- Trecho do texto:
************

04 março 2021

Quando a Terra se torna plana

 

Quadro do filme Linha Geral, de S. Eisenstein

Y así pasan los días por el alma,
y así en su daño, obsesionada, llora:
Cómo decir el mal que me devora,
el mal que me devora y no se calma?

Alfonsina Storni

E a Terra se torna cada vez mais plana, impressão que se tem com nitidez a partir do Brasil. Na semana que vem completa-se um ano nesse estado de coisas. Já são quase 260 mil mortes oficiais em razão do contágio pela covid-19 e ontem ultrapassamos a marca de 1.900 mortes em um único dia. O desgoverno não anuncia qualquer medida sanitária de emergência, as vacinas chegam a conta-gotas (até aqui vacinados os agentes de saúde e idosos com mais de 80 anos). Há um distanciamento inconsistente com a gravidade da situação, como se as pessoas estivessem sem um pingo de paciência para se cuidar. A população pobre segue tomando o transporte de massa porque precisa sobreviver. E também confraterniza, a exemplo da classe média, nos botecos e bares da vida, sem qualquer prevenção. O discurso canalha de que a máscara e o distanciamento não são importantes convence uma substanciosa parcela da população, que ajuda assim, a marcharmos para o despenhadeiro.

Nunca a bestialidade foi tão consagrada!! Ser idiota nesses tempos de argumentos não-científicos é o comportamento mais natural, seja em uma postagem no Facebook ou no trabalho ou no almoço de domingo com a família. Bom, sejamos francos, a idiotice já vinha cavalgando pela estrada, e era possível encontrar alguns sinais de que estava prestes a coroar-se. Lembro-me na última faculdade em que lecionei de certas atividades produzidas por professores que beiravam a plena estupidez, como os games, as gincanas, os ‘quiz’ de perguntas e respostas. Chegaram a montar uma rádio no saguão de entrada, com um professor-animador falando sem parar... Definitivamente um sinal de que as coisas, já na escola, não avançavam bem. Em meu último semestre de aula, estava com apenas quatro classes de sociologia, já antevendo o fim da disciplina na grade de aulas e meu desligamento.

************

- Dados para análise:
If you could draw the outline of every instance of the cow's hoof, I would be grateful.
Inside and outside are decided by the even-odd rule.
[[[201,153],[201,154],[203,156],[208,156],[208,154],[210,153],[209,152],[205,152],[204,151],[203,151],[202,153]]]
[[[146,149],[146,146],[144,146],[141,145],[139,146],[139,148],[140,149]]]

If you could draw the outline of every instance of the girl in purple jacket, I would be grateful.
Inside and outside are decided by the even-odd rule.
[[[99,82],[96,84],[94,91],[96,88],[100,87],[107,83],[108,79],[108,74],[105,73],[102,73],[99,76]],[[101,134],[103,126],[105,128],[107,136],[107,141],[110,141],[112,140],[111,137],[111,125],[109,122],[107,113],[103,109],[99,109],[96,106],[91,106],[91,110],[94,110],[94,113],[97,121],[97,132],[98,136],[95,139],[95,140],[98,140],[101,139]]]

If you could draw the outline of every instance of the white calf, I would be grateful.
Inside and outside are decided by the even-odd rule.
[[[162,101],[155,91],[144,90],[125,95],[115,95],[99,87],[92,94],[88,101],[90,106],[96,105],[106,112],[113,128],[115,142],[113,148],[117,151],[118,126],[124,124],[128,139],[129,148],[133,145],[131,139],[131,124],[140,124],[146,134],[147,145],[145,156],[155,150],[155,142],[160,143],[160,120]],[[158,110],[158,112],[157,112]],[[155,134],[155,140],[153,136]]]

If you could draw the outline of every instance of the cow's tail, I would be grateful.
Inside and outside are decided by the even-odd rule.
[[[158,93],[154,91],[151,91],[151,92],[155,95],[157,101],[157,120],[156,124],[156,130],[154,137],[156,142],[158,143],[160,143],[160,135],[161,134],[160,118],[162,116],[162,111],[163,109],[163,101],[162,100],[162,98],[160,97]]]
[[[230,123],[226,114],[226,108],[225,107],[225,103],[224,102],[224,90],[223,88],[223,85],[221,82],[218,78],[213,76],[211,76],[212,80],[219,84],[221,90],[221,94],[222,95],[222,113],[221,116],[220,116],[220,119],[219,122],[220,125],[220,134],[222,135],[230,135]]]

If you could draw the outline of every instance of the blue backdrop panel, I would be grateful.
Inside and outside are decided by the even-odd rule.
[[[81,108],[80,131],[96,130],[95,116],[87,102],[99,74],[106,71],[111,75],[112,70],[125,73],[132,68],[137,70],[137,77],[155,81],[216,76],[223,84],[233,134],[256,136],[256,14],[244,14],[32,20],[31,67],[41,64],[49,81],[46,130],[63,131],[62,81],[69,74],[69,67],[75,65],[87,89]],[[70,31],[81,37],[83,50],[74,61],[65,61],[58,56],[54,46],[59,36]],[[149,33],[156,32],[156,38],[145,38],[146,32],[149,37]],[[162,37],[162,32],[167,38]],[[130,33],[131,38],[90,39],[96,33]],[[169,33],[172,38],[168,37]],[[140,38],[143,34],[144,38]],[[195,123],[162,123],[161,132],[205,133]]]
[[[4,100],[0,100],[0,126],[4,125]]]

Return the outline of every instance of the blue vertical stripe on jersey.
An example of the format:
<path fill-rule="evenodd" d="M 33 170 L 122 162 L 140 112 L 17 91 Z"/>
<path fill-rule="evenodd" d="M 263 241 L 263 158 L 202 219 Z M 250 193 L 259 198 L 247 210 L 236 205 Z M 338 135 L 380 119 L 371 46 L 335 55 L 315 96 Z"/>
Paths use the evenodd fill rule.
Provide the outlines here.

************

- Enunciado da tarefa: Escreva a continuação do texto sobre a pandemia no Brasil, começando logo após a última frase apresentada.

- Resultado da tarefa:
A bestialidade grassa sem controle, o sujeito que entra em um estabelecimento sem máscara, ou que se nega a tomar vacina, ou que elogia os desmandos do capitão que desgoverna o país. Mas tal bestialidade não é o problema central. Ao contrário, parece ser vista sem problemas, e mesmo estimulada por um modo individualista de encarar o mundo. O Congresso paralisado, sem nenhum consenso sobre a pandemia ou qualquer outro projeto, a mídia em seu pequeno jogo dialético sobre a miséria política de cada dia, o supremo tribunal em seu imobilismo, mesmo envolto em uma montanha de provas que convalidam a revisão de sentenças. 

Nunca a alienação esteve tão legalizada nos discursos, nas conversas, no desempenho meritocrático em cada atividade profissional. Não me lembro de distanciamento tão desesperançado entre as pessoas. Nada parece mais natural do que criar falsos silogismos e bater-se por eles; nada é mais bem-vindo do que negar a pandemia e defender práticas mentirosas de prevenção, nada é mais certeiro do que afirmar que a Terra é plana. Diante desse quadro, a banalidade se instala.